_Objective_
Reproduce as a numbered list the lines of the data below, from the line containing "woman in maroon sweatshirt -> box" through the line containing "top-left (174, 256), bottom-right (438, 744)", both ends included. Omit any blank lines.

══ Record set

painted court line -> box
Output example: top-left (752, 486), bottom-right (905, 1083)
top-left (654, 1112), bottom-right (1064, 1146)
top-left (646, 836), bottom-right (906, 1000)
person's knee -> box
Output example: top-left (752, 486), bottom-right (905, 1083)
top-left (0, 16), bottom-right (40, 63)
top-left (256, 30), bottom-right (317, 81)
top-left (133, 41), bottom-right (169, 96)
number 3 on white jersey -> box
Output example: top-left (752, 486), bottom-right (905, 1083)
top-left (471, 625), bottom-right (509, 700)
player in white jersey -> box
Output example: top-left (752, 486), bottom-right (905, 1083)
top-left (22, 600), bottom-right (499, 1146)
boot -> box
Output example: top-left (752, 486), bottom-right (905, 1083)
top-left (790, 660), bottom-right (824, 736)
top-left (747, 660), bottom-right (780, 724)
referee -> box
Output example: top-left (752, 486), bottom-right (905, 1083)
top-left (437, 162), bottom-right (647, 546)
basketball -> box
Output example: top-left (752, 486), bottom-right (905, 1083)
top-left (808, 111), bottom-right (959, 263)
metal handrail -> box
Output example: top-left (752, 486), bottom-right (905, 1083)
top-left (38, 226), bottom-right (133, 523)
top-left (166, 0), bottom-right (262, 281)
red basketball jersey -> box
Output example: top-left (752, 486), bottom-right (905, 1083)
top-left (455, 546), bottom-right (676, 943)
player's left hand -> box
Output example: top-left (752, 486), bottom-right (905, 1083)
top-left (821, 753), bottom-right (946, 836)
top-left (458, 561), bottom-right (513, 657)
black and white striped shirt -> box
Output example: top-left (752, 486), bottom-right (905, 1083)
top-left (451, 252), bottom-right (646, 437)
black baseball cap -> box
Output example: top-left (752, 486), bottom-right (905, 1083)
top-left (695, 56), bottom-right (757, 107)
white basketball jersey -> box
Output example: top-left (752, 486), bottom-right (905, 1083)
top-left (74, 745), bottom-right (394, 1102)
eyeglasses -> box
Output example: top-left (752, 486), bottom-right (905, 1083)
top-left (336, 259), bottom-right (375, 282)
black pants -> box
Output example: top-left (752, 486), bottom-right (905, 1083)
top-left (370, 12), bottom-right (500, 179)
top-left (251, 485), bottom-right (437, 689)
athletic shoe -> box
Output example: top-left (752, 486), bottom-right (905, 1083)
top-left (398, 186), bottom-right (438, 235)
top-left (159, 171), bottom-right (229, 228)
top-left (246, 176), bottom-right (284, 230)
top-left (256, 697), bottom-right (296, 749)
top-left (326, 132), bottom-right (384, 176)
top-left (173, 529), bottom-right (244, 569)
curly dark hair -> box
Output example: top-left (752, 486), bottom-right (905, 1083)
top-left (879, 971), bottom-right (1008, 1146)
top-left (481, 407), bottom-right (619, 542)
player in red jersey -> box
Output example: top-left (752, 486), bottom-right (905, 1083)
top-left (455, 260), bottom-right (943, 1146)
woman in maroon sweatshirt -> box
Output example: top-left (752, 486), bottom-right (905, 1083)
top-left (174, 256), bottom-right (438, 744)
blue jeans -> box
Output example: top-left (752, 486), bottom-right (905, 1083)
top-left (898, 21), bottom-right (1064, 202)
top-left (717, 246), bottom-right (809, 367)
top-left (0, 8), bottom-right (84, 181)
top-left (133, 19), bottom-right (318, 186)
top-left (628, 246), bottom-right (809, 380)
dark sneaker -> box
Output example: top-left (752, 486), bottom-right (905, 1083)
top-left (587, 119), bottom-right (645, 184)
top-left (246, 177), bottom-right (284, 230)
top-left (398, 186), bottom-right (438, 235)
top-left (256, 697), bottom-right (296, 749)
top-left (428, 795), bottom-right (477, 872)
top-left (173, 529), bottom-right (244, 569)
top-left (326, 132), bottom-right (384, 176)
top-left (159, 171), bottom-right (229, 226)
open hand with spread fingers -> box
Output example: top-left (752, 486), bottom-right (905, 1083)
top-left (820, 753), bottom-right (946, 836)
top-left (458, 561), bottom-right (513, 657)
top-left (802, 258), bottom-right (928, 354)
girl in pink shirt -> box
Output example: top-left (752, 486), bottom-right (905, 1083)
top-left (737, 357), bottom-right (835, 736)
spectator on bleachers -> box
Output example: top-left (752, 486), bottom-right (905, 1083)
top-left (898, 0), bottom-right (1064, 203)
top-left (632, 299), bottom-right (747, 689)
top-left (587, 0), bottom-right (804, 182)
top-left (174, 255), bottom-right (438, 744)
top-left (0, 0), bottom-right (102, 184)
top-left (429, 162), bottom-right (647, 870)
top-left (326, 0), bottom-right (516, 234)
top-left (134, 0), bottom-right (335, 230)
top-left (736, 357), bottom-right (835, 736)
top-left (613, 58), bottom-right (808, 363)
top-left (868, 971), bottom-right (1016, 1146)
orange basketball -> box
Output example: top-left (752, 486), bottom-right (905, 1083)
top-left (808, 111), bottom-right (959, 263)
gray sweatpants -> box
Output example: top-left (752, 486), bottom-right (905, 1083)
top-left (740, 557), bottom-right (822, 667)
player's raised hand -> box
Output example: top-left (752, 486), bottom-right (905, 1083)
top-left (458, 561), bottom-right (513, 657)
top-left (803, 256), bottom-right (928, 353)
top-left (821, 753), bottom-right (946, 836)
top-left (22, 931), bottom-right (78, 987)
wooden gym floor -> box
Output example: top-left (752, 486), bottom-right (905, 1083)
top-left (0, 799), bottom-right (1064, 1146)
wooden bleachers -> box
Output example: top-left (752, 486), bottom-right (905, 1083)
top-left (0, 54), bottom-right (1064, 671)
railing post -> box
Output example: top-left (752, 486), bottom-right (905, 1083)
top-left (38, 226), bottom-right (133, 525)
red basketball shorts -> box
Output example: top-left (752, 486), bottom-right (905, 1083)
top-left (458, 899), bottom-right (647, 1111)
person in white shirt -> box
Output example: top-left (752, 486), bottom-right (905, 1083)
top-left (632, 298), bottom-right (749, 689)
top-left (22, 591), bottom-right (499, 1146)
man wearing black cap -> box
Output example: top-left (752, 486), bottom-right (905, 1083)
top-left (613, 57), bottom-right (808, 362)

════
══ Record set

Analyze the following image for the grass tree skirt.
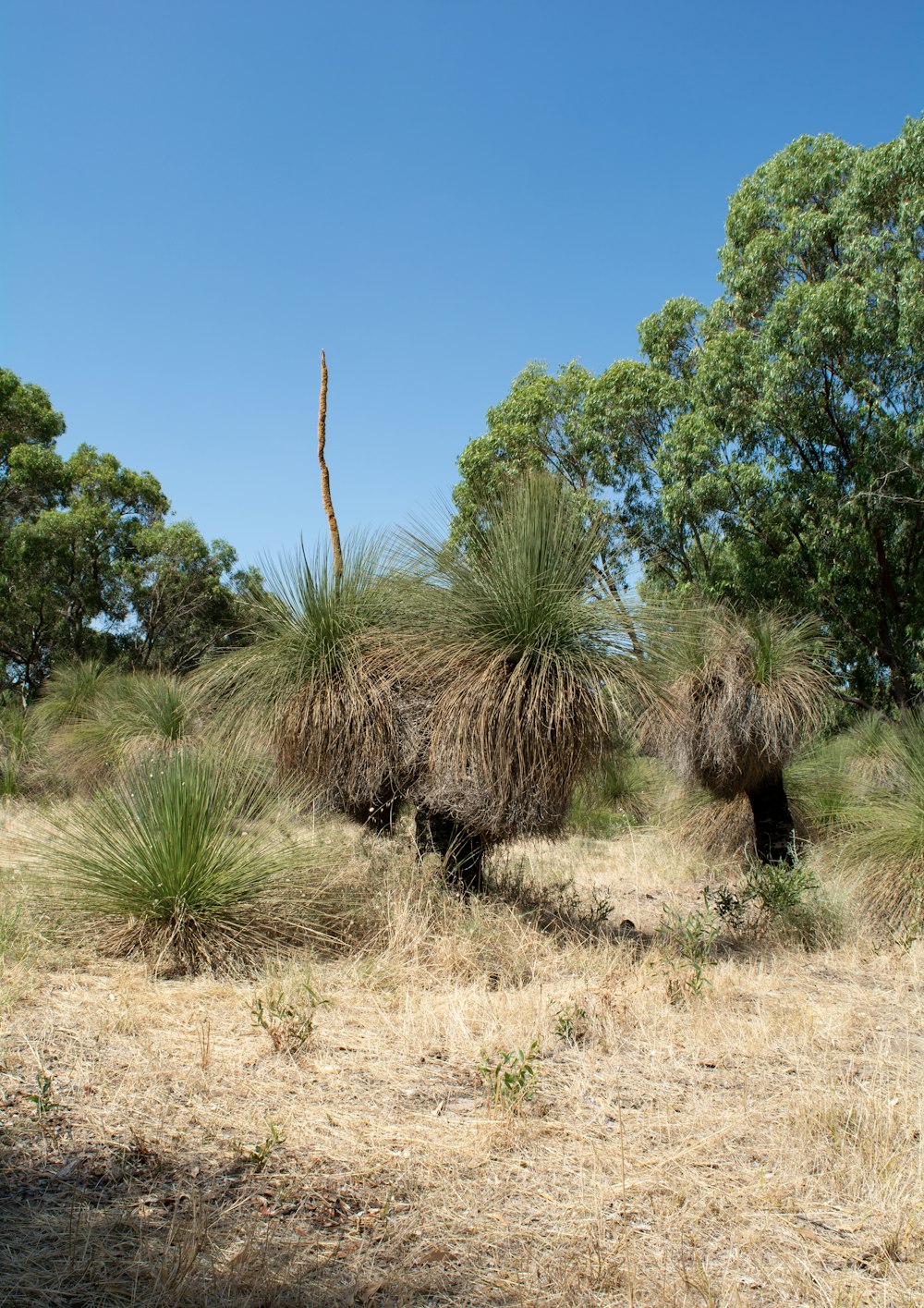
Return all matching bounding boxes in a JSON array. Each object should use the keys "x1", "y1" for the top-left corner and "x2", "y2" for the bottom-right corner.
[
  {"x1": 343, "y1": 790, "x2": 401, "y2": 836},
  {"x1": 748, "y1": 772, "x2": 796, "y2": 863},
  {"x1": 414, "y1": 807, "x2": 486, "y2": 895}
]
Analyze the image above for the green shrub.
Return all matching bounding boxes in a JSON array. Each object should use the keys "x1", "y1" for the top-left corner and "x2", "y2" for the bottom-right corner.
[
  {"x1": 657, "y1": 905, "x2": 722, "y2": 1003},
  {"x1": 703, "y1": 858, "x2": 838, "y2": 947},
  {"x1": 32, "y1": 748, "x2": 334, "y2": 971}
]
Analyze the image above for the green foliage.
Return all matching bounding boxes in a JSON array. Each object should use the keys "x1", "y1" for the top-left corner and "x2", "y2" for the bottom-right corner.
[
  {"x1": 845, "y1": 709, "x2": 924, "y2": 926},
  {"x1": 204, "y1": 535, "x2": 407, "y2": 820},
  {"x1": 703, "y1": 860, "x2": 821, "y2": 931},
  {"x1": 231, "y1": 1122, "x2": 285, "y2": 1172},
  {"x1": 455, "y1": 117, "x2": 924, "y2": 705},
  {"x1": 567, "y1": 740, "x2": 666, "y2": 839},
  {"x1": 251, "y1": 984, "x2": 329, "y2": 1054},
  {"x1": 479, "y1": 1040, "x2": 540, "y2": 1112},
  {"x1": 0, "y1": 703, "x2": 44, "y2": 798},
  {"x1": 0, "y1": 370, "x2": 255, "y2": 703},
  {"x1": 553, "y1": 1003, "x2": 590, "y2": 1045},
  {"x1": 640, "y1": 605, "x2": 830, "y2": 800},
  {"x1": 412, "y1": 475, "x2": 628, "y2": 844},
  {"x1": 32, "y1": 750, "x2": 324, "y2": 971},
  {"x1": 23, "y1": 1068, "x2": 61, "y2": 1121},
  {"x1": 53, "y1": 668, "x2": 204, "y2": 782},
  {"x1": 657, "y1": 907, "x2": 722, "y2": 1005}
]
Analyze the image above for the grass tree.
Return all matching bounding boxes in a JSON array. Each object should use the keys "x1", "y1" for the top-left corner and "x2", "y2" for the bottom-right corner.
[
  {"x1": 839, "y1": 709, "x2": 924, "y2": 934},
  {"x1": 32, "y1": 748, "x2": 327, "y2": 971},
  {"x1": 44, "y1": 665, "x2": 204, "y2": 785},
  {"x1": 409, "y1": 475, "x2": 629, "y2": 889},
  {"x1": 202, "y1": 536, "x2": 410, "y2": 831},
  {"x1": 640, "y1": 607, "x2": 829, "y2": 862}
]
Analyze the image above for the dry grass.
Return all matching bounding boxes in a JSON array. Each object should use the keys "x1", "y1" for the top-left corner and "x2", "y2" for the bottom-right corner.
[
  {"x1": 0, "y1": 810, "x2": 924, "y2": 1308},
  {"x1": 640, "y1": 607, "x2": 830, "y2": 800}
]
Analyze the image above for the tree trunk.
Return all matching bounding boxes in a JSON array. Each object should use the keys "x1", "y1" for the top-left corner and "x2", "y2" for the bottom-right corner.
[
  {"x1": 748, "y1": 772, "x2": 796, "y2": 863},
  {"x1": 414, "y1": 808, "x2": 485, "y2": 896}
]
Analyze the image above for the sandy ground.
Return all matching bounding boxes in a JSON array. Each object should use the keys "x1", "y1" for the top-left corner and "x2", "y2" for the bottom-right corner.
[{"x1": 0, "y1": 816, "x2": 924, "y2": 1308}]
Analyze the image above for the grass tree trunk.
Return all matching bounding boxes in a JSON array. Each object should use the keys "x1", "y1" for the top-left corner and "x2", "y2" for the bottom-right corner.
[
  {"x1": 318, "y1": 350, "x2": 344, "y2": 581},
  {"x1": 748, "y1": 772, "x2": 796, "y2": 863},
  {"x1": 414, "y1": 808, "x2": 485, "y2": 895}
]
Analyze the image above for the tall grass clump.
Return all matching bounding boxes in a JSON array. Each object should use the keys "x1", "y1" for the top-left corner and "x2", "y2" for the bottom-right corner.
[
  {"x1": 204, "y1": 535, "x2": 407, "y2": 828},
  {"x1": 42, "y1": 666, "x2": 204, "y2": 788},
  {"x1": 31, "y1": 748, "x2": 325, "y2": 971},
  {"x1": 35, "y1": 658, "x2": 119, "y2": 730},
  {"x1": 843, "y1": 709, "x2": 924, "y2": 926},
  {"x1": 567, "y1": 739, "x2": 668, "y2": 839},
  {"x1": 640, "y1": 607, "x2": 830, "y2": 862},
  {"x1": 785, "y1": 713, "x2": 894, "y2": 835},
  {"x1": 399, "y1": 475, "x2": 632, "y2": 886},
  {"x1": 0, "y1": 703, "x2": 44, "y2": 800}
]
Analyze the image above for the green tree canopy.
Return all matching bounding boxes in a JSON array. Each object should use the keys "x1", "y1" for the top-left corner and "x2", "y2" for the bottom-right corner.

════

_The answer_
1. woman in maroon sweatshirt -> box
2. Output example: top-left (752, 486), bottom-right (905, 1083)
3. top-left (174, 256), bottom-right (438, 744)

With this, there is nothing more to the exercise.